Problem statement
Find every line in the records below that contains the word "light", and copy each of those lines.

#### The data ####

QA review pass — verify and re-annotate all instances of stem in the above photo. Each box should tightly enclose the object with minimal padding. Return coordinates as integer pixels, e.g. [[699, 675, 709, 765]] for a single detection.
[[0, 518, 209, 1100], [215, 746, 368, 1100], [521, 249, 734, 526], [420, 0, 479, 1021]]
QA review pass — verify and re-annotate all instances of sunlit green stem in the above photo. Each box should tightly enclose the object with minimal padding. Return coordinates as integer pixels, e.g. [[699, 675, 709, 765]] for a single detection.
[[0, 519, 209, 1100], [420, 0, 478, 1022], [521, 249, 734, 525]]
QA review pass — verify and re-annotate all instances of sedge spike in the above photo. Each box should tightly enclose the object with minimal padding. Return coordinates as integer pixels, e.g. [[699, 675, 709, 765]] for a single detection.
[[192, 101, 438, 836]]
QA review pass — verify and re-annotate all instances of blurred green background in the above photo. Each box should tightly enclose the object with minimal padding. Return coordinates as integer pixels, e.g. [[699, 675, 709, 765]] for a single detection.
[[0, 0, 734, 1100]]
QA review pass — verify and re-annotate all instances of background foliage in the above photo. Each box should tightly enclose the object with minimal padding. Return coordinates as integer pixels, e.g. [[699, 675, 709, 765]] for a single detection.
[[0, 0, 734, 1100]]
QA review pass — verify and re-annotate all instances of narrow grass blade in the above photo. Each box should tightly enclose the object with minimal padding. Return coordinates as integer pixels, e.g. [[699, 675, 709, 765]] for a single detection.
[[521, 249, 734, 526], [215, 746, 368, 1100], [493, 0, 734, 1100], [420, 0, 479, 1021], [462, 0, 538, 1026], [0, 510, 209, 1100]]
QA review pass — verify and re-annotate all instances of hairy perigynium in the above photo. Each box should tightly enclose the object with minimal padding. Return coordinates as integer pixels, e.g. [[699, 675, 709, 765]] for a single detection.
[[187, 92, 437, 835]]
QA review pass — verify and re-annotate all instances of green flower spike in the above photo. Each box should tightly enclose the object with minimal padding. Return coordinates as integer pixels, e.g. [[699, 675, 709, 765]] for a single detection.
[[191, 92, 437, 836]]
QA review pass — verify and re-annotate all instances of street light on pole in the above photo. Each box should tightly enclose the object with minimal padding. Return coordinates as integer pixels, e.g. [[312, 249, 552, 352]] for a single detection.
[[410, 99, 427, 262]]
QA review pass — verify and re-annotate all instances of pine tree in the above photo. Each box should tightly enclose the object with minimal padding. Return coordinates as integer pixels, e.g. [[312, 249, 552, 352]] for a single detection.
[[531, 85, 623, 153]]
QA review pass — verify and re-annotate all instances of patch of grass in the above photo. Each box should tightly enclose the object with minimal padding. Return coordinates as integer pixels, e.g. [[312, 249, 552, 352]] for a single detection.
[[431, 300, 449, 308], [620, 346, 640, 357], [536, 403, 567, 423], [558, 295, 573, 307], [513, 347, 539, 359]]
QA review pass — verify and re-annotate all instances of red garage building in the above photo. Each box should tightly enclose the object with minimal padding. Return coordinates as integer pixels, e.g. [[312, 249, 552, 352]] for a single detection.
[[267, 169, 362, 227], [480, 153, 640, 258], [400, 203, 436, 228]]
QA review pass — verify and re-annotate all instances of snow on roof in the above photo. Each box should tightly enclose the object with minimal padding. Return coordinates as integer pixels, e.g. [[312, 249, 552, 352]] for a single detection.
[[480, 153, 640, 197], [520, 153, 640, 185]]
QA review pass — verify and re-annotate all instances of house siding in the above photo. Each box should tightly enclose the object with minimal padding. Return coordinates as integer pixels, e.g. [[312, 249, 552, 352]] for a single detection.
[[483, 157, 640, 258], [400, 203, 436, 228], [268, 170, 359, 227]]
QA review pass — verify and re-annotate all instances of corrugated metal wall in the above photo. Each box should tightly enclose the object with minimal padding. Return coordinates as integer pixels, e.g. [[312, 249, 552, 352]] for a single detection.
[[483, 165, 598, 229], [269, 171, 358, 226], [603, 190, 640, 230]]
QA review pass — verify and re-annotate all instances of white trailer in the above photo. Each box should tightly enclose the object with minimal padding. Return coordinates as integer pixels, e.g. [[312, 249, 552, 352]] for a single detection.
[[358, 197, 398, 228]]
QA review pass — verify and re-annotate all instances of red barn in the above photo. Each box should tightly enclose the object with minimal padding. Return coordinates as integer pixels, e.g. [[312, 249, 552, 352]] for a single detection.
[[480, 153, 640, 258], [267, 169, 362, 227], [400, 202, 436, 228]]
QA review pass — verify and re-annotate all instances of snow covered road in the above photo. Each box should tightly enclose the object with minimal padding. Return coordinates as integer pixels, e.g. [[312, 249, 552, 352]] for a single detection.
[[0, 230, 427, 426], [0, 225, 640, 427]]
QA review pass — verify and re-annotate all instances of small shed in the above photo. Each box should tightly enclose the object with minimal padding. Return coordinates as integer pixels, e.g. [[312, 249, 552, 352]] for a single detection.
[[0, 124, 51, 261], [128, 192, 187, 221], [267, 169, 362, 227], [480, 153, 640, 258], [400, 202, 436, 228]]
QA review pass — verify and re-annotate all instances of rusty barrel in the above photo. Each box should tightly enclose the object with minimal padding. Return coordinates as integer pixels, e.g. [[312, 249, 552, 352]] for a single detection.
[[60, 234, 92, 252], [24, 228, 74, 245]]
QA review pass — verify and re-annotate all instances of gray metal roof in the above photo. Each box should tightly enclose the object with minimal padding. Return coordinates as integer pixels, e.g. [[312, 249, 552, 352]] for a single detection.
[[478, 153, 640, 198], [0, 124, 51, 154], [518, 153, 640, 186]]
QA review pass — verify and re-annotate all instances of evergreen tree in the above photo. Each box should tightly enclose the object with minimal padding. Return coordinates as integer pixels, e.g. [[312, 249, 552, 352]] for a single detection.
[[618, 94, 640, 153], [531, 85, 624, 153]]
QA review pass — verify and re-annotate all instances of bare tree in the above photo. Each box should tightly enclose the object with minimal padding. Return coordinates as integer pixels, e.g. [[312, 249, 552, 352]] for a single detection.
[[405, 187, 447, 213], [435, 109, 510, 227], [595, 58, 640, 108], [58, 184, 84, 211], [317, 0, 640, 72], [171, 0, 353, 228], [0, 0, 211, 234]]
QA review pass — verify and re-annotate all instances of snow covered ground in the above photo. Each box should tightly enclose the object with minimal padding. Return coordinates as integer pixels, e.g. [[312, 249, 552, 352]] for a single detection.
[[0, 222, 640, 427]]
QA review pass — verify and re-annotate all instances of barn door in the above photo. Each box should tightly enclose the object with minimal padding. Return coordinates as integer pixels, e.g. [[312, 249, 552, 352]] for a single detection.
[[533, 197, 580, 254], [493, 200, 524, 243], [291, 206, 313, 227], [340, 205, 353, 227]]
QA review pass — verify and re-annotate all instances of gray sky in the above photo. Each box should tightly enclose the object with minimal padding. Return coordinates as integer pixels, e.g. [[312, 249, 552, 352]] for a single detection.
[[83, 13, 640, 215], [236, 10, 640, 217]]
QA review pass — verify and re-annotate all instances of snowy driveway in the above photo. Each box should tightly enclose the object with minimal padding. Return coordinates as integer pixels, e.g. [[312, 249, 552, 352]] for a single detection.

####

Exercise solution
QA review pass — verify and re-annotate all instances of street light on pole in the above photo. Each box should tightly enclose the object with minimal padding. Return coordinates as integer pixels, e.g. [[312, 249, 552, 352]] for a single detection.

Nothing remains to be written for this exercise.